> **Short problem**
All of the material should be reproduced exactly, with pictures left out.

> **Data excerpts**
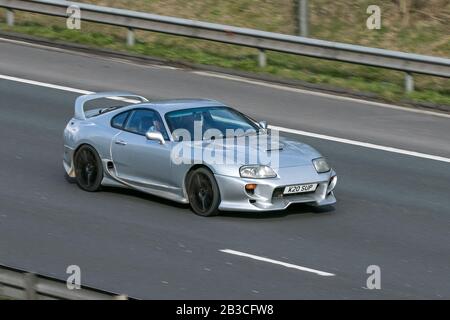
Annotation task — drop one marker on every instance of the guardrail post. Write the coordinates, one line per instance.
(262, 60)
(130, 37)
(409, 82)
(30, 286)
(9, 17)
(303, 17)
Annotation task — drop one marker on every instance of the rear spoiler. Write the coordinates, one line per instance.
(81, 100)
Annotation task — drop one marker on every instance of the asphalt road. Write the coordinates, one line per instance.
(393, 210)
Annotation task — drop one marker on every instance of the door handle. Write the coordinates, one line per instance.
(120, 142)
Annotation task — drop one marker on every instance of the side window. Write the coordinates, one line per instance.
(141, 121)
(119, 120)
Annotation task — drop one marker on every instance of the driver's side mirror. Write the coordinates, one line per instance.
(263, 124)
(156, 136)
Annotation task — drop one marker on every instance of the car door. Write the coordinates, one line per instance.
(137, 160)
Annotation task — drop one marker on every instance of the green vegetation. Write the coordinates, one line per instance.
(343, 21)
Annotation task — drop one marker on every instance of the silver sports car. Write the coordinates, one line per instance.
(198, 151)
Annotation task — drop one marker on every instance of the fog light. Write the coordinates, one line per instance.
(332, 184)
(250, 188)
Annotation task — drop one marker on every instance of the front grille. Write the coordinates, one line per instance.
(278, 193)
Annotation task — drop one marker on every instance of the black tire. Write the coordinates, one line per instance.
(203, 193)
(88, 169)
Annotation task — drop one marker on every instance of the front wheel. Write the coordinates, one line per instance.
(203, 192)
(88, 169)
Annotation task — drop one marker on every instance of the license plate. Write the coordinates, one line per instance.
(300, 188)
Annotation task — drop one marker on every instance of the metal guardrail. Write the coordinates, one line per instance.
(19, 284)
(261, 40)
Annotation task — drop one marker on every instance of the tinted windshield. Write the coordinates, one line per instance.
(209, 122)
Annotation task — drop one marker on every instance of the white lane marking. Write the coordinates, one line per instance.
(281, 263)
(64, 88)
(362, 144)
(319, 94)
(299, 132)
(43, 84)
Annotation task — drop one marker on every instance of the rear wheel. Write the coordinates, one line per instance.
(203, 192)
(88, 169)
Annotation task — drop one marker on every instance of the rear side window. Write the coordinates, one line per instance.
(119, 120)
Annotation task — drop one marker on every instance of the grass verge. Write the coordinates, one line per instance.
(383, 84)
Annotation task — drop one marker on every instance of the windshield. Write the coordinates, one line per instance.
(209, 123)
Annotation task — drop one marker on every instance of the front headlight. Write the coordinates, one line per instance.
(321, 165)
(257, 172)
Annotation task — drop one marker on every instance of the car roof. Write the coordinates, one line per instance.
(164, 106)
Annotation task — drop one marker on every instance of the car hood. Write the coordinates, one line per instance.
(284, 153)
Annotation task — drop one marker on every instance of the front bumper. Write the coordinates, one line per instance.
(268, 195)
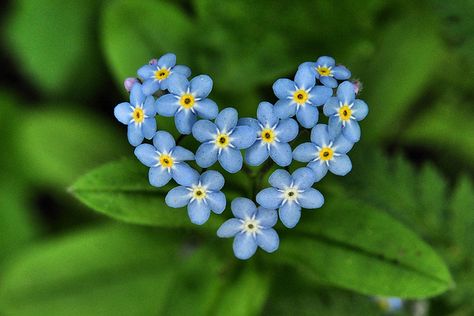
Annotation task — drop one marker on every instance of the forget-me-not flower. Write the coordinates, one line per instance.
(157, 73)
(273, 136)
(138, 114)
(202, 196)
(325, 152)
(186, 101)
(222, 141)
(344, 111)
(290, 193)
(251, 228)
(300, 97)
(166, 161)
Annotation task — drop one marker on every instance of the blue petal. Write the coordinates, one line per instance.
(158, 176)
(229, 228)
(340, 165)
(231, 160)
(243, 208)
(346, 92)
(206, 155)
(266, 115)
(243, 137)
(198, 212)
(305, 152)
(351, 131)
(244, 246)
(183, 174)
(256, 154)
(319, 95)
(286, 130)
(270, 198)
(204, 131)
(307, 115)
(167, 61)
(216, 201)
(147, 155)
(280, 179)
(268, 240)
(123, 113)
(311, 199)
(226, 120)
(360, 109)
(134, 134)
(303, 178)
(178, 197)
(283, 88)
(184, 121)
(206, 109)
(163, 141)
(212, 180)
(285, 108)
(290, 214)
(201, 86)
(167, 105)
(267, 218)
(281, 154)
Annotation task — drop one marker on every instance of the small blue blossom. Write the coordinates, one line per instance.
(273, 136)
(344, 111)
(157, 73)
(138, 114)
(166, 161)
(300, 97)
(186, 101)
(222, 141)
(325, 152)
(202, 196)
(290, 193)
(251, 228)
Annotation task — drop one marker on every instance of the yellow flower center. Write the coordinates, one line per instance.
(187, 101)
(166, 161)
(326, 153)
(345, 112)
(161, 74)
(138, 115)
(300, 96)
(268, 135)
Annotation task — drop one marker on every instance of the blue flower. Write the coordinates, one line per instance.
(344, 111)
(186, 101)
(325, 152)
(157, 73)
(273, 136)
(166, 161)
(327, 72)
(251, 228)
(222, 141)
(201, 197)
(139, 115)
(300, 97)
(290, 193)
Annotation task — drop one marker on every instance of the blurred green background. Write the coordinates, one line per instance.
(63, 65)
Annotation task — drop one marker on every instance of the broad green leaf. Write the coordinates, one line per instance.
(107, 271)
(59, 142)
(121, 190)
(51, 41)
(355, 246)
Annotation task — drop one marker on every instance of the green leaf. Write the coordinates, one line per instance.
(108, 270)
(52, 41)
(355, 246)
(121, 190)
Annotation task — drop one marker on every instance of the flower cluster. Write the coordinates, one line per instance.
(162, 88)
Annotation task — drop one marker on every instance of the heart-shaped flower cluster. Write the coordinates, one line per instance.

> **Written response**
Annotation task — drop one marker on every instance of the guardrail post. Write the coordinates, one line per instance.
(262, 60)
(130, 37)
(409, 82)
(30, 286)
(9, 17)
(303, 17)
Annotation task — drop one marker on every instance of the rear spoiler. Write the coordinates, one line per instance.
(81, 100)
Annotation task — drop one marker on every instance of the asphalt road. Write the coordinates, one line per instance.
(393, 210)
Annotation task — drop one marker on every instance of the door handle. Write the coordinates, one line per instance.
(120, 142)
Annotation task — drop one marker on every instance of the side window. Write the coordinates, one line per instance.
(141, 121)
(119, 120)
Annotation task — drop one marker on every instance of the driver's side mirror. Write the coordinates, one line per instance.
(263, 124)
(156, 136)
Annotation task — drop one marker on every instance of the car door. Write the coordinates, one line per instance.
(137, 160)
Annotation task — drop one marker on every instance of the green vegetation. Write the coordinates, one line per instance.
(343, 21)
Annotation task — drop one marker on every instance of the silver sports car. Write the coordinates, one line per instance.
(198, 151)
Annotation task — drop one marker on every instance of the fog light. Write the coordinates, one line per instance.
(332, 184)
(250, 188)
Annotation task — drop one marker on every instance of the front grille. Write the coordinates, one line per instance.
(278, 193)
Annotation task — drop one marker on every instance of the black tire. Write the coordinates, one line per instance.
(203, 193)
(88, 169)
Annotation task — drop one marker on every instance of the front wheel. Write the coordinates, one line per instance.
(203, 192)
(88, 169)
Annotation task — drop one marker on every instance of the license plate. Write the coordinates, one line per instance.
(300, 188)
Annotation task — drop one marker on every instance of the metal guardrail. Write the coordinates, one line per instance.
(19, 284)
(261, 40)
Annotation task — drop one marker on every instance of the tinted windshield. Write the coordinates, one line per instance.
(209, 122)
Annotation task — drop one marker on every instance of the white lane marking. Write the coordinates, one line per instance.
(281, 263)
(64, 88)
(362, 144)
(319, 94)
(299, 132)
(43, 84)
Annotation task — drop one marker on every instance of the rear wheel. Write the coordinates, one line per instance.
(203, 192)
(88, 169)
Annotation task — drop one marker on every instance of the rear side window. Write the coordinates, one line per instance.
(119, 120)
Annotation task — drop one marker on every instance of the grass verge. Write the coordinates, one line per instance.
(383, 84)
Annotation task — drop one marker on every instance of the windshield. Write the coordinates, one line per instance.
(209, 123)
Annotation task — drop one marker on every instance of the front headlight. Write the coordinates, one line per instance.
(321, 165)
(257, 172)
Annotation task — drop one marker on every instance of the car roof. Write the coordinates, one line per instance.
(164, 106)
Annotation task — drop one marker on every instance of the car hood. Write the coordinates, one line per instance.
(284, 153)
Annotation task — drop one marker on every instance of the front bumper. Write the coordinates, one line per instance.
(268, 195)
Annotation task — drop one marker on every instance of the forget-me-not flower. Write the coordinates, one line per instance.
(157, 73)
(273, 136)
(138, 114)
(202, 196)
(325, 152)
(186, 101)
(222, 141)
(344, 111)
(290, 193)
(251, 228)
(300, 97)
(166, 161)
Annotation task — drop one marker on every instance of the blue petal. Write the coordinates, one line per instance.
(158, 176)
(229, 228)
(340, 165)
(231, 160)
(243, 208)
(346, 92)
(206, 155)
(266, 115)
(243, 137)
(198, 212)
(305, 152)
(351, 131)
(244, 246)
(183, 174)
(256, 154)
(319, 95)
(286, 130)
(270, 198)
(204, 131)
(307, 115)
(167, 61)
(216, 201)
(147, 155)
(280, 179)
(268, 240)
(123, 113)
(311, 199)
(226, 120)
(360, 109)
(134, 134)
(303, 178)
(178, 197)
(283, 88)
(184, 121)
(206, 109)
(163, 141)
(212, 180)
(285, 108)
(290, 214)
(201, 86)
(167, 105)
(267, 218)
(281, 154)
Annotation task — drop one marker on every instance of the small blue blossom. Write the coordinates, one line per instance.
(273, 136)
(344, 111)
(157, 73)
(138, 114)
(166, 161)
(300, 97)
(186, 101)
(222, 141)
(325, 152)
(202, 196)
(290, 193)
(251, 228)
Annotation task — drop one marker on every instance of the yellow flower center. Write the coordinates, one line per instance.
(187, 101)
(166, 161)
(326, 153)
(345, 112)
(161, 74)
(138, 115)
(300, 96)
(268, 135)
Annotation task — drop one marker on every instance of the blue flower. Write the coordinates, one line per instance.
(344, 111)
(186, 101)
(325, 152)
(157, 73)
(273, 136)
(166, 161)
(327, 72)
(251, 228)
(222, 141)
(201, 197)
(139, 115)
(300, 97)
(290, 193)
Annotation task — drop one marker on every instance of the blurred green background. Write the coordinates, one line per instance.
(63, 65)
Annotation task — drop one marker on every instance of the broad green leaf. Write the coordinates, one line per instance.
(107, 271)
(59, 142)
(121, 190)
(51, 41)
(355, 246)
Annotation task — drop one marker on every instance of the green leaf. Write the coordinates, one line per instance.
(108, 270)
(52, 41)
(355, 246)
(121, 190)
Annotation task — drop one marker on every instance of the flower cluster. Write the coordinates, one line per instance.
(162, 88)
Annotation task — drop one marker on every instance of the heart-shaped flower cluster. Write the coordinates, one line per instance.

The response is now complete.